▸ 待完成任务: 将下列全部记录逐行重写，其中的标注要求也一并写出，并把答案里的每个坐标值都加上101。标注要求及其格式示例中的数字保持不变。

▸ 本题记录:
================================
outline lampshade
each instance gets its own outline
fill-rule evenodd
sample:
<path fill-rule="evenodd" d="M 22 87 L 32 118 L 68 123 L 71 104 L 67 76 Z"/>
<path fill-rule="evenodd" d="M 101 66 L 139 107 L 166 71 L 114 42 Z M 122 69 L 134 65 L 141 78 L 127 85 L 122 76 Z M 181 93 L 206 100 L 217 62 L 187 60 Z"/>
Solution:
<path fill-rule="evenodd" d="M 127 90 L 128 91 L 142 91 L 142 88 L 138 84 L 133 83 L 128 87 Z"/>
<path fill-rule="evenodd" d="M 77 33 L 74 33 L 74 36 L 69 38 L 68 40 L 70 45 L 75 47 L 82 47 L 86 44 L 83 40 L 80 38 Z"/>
================================
▸ 作答内容:
outline lampshade
each instance gets its own outline
fill-rule evenodd
sample:
<path fill-rule="evenodd" d="M 22 87 L 32 118 L 68 123 L 71 104 L 67 76 Z"/>
<path fill-rule="evenodd" d="M 101 66 L 139 107 L 166 71 L 114 42 Z M 122 69 L 134 65 L 141 78 L 127 85 L 122 76 Z M 181 93 L 206 100 L 217 62 L 187 60 Z"/>
Solution:
<path fill-rule="evenodd" d="M 228 191 L 229 192 L 243 192 L 243 189 L 239 185 L 234 184 L 229 188 Z"/>
<path fill-rule="evenodd" d="M 178 134 L 175 134 L 175 137 L 170 139 L 169 141 L 171 146 L 176 148 L 183 148 L 187 145 L 184 141 L 181 139 Z"/>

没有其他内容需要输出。